Reproduce word for word the part of the article below about the ASAIO fellowship, starting with "Due to the intent" and going on through "College of Engineering.".

= Passage to read =
======

The American Society of Artificial Internal Organs (ASAIO) awarded a $500 fellowship to University of Houston biomedical engineering junior Hassan Khalil at their 51st Annual Conference in Washington, D.C. last weekend. The ten awards offered by ASAIO are separated into two categories—one for undergraduate students and another for graduate students and professional engineers. Khalil was awarded a fellowship from the latter group.

“This is an international competition and a very prestigious award,” said professor Ralph Metcalfe, deputy director of the UH biomedical engineering program. “It’s a special honor to be considered and to get the award when the other candidates are graduate students, research engineers, assistant professors and instructors of biomedical engineering.”

Written with the aid of Kamuran Kadipasaoglu, adjunct professor of biomedical engineering at UH and assistant director of the Cardiovascular Surgery Research Laboratories at the Texas Heart Institute (THI), biomedical engineering program director Matt Franchek and Metcalfe, Khalil’s abstract detailed the research he has done with a model of the human vascular system. Though artificial organs have been in use for some time, Khalil’s model of the human vascular system will allow for new experimentation in artificial organ control.

“The end goal is not the development of the model, but one of the main things is to try to control the artificial heart,” Khalil said. “We’re still in the research stage and having a model like this is very helpful in studying feedback control of an artificial heart. I’m working on that with Dr. Franchek because he is an expert on control design.”

Due to the intent of their research, they wanted to avoid using animal test subjects at this stage; also, Khalil’s model can achieve more in-depth research.

“It’s much easier to work with models than to carry out experiments on animals, and these are things you definitely cannot do to humans,” Khalil said. “Having a model like this makes experiments easier and much more flexible because you can do different types of experiments on the same model by manipulating very simple things. If you try to do this with an animal, you have to give it drugs, and you don’t know what’s going to happen. Animal models are also more expensive.”

Khalil’s abstract, titled “Simulation of Total Artificial Heart Circuit with Tandem Continuous-Flow Ventricular Assist Devices,” began with a summer internship at THI that serves as collaboration with the Cullen College of Engineering.

“For students like me, this collaboration between the University of Houston and the medical center is a very good opportunity to gain experience and to work with doctors and other professionals,” Khalil said. “I think it’s also important because at some point, engineers and engineering students have to be involved in these projects because there is an engineering aspect to every project.”

======

= Provided records =
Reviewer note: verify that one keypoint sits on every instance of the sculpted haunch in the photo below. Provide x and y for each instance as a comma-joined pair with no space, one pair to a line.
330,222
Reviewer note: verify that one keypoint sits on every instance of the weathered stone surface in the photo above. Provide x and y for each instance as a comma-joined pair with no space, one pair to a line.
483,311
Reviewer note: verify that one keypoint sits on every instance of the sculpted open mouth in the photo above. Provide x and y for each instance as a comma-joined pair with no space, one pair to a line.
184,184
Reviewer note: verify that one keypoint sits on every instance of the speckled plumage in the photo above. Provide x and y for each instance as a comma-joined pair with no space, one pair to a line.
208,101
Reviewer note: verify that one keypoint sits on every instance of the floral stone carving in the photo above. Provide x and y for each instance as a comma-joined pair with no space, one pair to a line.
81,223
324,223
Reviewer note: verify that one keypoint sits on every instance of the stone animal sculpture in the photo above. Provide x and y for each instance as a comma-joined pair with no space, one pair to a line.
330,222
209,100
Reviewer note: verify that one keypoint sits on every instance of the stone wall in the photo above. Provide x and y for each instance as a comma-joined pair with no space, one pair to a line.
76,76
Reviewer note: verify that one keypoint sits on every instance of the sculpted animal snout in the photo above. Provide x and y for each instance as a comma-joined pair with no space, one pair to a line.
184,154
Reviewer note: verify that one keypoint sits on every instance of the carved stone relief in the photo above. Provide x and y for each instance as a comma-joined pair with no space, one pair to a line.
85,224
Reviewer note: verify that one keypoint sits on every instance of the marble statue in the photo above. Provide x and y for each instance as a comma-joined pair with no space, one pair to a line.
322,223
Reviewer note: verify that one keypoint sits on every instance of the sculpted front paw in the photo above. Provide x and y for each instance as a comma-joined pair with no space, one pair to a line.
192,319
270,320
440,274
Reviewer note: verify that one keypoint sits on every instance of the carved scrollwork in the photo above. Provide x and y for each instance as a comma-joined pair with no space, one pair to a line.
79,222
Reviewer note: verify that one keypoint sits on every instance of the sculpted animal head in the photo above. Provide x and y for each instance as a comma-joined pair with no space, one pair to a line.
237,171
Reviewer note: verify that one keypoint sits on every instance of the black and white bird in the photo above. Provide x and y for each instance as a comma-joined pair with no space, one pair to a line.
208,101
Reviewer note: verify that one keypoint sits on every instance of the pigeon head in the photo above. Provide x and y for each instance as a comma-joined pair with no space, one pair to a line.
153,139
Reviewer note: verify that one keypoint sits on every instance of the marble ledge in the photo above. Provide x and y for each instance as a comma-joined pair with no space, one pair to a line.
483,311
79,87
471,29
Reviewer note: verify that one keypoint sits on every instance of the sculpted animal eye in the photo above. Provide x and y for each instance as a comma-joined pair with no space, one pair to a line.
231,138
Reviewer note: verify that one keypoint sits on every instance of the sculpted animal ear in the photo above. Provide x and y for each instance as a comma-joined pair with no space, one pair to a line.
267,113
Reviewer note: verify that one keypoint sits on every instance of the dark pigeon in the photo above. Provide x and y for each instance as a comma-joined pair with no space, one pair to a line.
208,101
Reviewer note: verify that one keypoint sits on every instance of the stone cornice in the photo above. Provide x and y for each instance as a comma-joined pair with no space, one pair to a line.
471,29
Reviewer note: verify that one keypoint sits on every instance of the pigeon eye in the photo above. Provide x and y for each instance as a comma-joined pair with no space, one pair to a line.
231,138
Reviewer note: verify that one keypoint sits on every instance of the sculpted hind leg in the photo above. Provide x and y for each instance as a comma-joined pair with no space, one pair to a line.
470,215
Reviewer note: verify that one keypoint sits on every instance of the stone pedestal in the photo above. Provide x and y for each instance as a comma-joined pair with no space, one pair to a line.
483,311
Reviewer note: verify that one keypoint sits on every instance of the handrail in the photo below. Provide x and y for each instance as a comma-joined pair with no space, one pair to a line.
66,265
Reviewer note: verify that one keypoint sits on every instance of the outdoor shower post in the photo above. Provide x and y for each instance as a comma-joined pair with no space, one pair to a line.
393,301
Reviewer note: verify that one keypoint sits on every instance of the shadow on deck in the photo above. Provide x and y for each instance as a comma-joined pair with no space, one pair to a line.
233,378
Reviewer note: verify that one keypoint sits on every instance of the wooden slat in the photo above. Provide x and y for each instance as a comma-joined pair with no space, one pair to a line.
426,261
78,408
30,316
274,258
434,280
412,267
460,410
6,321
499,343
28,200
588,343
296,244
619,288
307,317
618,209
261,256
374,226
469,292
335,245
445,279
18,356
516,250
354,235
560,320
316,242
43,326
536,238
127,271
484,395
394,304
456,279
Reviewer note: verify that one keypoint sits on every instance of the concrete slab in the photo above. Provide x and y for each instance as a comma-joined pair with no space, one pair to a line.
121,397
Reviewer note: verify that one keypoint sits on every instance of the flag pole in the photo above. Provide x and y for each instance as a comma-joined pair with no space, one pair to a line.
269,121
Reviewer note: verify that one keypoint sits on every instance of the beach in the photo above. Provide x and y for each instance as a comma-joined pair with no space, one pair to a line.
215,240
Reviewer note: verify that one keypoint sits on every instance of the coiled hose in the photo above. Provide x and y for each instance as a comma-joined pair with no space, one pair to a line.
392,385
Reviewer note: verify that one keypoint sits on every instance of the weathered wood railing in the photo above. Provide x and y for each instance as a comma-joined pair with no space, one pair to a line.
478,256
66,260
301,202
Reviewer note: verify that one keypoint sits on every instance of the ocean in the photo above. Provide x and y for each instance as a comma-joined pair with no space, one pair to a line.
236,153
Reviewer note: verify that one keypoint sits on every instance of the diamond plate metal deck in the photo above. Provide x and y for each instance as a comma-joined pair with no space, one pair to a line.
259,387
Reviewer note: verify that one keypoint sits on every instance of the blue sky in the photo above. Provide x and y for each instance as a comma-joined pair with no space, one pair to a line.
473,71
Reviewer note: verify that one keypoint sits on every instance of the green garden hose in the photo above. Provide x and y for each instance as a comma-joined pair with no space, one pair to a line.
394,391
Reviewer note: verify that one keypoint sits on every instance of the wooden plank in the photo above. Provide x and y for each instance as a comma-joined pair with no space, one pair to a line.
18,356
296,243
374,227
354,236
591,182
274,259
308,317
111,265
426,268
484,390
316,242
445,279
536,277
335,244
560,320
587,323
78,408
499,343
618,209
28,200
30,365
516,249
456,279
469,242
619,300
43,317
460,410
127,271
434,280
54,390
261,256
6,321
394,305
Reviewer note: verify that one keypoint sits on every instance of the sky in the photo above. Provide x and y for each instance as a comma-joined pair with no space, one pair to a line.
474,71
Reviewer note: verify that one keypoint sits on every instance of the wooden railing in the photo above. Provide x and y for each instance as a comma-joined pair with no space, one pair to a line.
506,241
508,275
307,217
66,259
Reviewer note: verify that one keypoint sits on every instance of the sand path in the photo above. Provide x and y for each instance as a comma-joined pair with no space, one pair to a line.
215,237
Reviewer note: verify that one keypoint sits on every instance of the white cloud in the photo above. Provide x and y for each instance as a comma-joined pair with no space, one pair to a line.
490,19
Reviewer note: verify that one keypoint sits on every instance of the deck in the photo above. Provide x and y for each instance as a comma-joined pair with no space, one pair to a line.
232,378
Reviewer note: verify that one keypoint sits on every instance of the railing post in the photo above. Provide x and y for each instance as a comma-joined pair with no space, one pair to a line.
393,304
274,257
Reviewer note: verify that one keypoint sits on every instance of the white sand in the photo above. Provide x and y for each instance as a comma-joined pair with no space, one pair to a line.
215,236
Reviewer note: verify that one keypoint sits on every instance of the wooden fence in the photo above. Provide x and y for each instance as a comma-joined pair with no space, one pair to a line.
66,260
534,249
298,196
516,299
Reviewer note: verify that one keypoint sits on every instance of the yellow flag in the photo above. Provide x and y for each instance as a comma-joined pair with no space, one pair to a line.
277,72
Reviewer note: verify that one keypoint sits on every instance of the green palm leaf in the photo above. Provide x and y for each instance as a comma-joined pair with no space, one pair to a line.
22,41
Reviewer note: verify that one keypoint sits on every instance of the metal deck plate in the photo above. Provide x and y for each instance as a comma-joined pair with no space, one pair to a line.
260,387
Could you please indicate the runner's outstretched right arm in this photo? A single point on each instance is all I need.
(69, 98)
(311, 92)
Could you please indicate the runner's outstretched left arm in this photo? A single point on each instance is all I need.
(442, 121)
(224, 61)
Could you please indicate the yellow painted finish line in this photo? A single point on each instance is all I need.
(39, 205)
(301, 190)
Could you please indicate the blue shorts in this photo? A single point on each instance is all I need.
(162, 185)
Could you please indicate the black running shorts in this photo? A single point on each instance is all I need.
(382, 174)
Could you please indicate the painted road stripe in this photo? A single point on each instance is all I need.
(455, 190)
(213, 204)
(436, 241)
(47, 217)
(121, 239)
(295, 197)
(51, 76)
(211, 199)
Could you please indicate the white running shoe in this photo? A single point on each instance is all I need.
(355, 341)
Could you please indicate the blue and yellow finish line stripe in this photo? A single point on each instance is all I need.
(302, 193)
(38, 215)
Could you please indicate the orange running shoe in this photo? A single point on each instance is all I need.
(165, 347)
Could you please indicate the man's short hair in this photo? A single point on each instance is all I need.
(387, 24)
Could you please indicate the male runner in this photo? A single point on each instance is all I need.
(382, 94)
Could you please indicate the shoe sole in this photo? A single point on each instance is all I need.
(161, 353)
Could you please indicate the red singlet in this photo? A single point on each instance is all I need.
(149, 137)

======

= The answer =
Due to the intent of their research, they wanted to avoid using animal test subjects at this stage; also, Khalil’s model can achieve more in-depth research.

“It’s much easier to work with models than to carry out experiments on animals, and these are things you definitely cannot do to humans,” Khalil said. “Having a model like this makes experiments easier and much more flexible because you can do different types of experiments on the same model by manipulating very simple things. If you try to do this with an animal, you have to give it drugs, and you don’t know what’s going to happen. Animal models are also more expensive.”

Khalil’s abstract, titled “Simulation of Total Artificial Heart Circuit with Tandem Continuous-Flow Ventricular Assist Devices,” began with a summer internship at THI that serves as collaboration with the Cullen College of Engineering.